Every entry below is to be retyped exactly as it appears.

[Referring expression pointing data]
=====
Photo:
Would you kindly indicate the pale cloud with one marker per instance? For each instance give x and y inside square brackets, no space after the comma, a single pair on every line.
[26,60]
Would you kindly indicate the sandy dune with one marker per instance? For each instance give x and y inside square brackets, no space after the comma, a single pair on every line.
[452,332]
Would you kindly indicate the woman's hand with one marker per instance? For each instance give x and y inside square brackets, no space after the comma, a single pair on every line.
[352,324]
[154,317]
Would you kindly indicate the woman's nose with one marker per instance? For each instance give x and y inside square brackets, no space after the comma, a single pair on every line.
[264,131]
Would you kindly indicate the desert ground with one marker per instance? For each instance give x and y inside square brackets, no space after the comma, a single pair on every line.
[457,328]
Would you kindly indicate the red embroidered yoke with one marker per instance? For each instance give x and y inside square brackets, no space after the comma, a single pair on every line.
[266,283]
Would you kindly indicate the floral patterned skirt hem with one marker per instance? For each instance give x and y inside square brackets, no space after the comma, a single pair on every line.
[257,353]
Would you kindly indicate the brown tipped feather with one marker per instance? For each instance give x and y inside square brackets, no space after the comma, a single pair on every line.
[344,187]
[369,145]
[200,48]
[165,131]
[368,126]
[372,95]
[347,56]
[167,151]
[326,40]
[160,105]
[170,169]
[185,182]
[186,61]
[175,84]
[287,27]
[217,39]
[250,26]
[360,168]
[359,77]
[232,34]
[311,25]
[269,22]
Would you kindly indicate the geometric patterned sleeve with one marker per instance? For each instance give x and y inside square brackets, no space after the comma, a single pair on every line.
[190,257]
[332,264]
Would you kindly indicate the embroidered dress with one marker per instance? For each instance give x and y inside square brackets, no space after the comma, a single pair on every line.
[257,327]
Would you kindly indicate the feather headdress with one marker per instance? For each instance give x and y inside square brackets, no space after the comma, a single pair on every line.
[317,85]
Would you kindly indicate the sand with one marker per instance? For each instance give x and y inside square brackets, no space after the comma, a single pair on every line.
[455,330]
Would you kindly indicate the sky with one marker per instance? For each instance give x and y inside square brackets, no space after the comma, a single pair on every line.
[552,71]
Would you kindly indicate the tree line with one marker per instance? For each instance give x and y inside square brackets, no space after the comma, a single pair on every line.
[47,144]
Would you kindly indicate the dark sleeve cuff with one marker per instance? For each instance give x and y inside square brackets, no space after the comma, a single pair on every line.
=====
→ Task output
Photo:
Would you kindly indicate the pale cloud with one marker per instance? For each instance give x and y inside square brackets, no space after the comma, a single pair on every line.
[26,60]
Would you kindly indicate the sandy dune with one marker per instance? For each instance give x and y inside square brackets, no space after the comma, a single pair on every line.
[452,332]
Would you kindly indicate the woman's hand with one marker per instance? For each instance give x and y inside square brackets, no space after the comma, a single pair on every line.
[352,324]
[154,317]
Would you kindly indicate the woman's nose with one marker per instance? For each instance give x and y inside square brackets, no space after the comma, a single pair on every line.
[264,131]
Would you kindly indicate the desert ground with one marker per instance? For each instance give x and y inside square brackets, no space after the comma, a single pair on every line.
[457,328]
Would you kindly indicate the red embroidered yoke with one marker per instance? For each instance give x and y inside square brackets, no space after the comma, a single pair on every line.
[266,283]
Would you kindly indicate the floral patterned skirt hem with one marker per instance? For each instance give x and y inside square brackets, no space after the comma, a single pair on every line.
[257,353]
Would you kindly indicate the brown tipped feather with one marker per instance? For each instance give x and y inside square brackets, no space after the comma, a single pair on every line.
[344,187]
[369,145]
[200,48]
[165,131]
[368,126]
[372,95]
[347,56]
[167,151]
[326,40]
[160,105]
[170,169]
[185,182]
[186,61]
[175,84]
[287,27]
[217,39]
[250,26]
[360,168]
[359,77]
[232,34]
[311,25]
[269,22]
Would you kindly indicate the geometric patterned sleeve with one marker per instance? For each instance give x and y inside square brackets, no space after the comma, a single pair on every line.
[190,257]
[332,264]
Would you kindly indicate the embroidered dress with one marker per instance? For each instance give x and y inside square brackets, no space after the comma, a single pair on every line.
[257,327]
Would you kindly indicate the feather headdress with one marker per instance? For each instance give x and y inside square brackets, no space after the comma, a single pair on every line.
[317,85]
Would you kindly indicate the sand with one marker per instance? For each instance give x and y inside square brackets, no space after the comma, a single pair on every line.
[455,330]
Would you kindly indicate the sky with one marker per instance? For each instance give x and y inside square brackets, no space after the comma, a single pair on every line.
[552,71]
Would you kindly indicate the tree line with one marker per instance? For each instance give x and y inside square brackets, no space after the comma, a single pair on every line.
[47,144]
Would you kindly indicate the dark sleeve cuff with one marker per instance? For each instance give x and y inside square brackets, no space after the comma, a single pair on every line.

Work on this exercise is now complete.